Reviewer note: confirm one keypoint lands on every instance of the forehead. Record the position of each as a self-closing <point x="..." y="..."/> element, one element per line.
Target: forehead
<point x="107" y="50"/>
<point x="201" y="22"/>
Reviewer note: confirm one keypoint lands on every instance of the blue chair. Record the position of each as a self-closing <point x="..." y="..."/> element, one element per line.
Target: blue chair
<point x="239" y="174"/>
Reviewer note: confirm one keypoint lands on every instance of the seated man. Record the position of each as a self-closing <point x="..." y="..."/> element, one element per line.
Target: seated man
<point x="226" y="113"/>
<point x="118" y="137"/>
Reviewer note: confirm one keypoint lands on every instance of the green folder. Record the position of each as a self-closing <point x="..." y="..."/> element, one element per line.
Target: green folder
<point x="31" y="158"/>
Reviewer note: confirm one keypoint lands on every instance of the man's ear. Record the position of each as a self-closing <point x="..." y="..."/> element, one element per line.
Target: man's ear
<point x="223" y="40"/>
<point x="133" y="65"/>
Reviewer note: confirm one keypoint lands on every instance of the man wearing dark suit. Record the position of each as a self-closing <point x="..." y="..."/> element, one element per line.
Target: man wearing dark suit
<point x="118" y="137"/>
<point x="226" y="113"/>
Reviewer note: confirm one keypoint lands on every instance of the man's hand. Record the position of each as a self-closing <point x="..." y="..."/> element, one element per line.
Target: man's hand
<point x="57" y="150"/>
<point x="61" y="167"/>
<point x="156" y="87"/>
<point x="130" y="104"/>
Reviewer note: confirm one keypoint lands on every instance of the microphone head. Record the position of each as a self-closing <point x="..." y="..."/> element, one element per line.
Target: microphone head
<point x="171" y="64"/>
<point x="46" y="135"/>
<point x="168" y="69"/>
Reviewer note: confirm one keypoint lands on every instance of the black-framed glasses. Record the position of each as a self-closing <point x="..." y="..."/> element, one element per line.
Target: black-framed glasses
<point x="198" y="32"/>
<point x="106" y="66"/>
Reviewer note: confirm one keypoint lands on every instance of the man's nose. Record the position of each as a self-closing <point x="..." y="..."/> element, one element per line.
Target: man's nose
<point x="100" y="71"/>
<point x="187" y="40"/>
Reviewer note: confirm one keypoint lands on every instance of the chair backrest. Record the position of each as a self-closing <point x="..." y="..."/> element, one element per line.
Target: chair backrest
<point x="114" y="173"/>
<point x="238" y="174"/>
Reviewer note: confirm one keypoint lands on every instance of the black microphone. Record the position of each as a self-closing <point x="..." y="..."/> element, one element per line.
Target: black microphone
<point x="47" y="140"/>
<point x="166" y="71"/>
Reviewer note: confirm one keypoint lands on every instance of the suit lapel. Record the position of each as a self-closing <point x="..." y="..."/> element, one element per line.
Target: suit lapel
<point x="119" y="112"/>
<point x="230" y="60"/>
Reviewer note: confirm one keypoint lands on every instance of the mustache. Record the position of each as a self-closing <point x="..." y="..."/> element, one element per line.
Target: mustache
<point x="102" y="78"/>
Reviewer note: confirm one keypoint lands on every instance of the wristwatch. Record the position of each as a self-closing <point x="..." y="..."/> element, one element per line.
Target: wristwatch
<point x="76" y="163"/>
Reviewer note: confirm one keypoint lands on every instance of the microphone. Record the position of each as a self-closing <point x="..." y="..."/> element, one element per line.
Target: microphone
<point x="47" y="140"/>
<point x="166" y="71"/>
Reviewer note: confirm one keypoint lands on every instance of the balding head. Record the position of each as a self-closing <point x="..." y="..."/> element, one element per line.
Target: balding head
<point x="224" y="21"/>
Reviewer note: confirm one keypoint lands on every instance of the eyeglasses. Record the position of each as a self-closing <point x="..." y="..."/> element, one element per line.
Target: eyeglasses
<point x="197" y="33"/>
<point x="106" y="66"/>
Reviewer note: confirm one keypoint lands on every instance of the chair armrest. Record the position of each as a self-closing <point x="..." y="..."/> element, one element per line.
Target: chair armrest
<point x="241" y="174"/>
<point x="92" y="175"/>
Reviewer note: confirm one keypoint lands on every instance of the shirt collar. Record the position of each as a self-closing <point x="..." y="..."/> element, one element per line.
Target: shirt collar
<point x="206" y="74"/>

------------------------

## GOAL
Rewrite in full every line of the entries, starting with the line with "the chair armrest." and going on through the end of the entries. Raise each x and y coordinate in the point markup by 133 and leave all other text unchanged.

## SOLVED EXERCISE
Reviewer note: confirm one keypoint lands on every instance of the chair armrest. Record the position of each as a self-closing <point x="..." y="..."/> element, one element per line.
Target: chair armrest
<point x="374" y="307"/>
<point x="225" y="308"/>
Reviewer note: confirm one keypoint lands on every instance of the shirt collar. Record the position of each as a self-closing <point x="..." y="..."/> element, one element per line.
Target: shirt collar
<point x="339" y="207"/>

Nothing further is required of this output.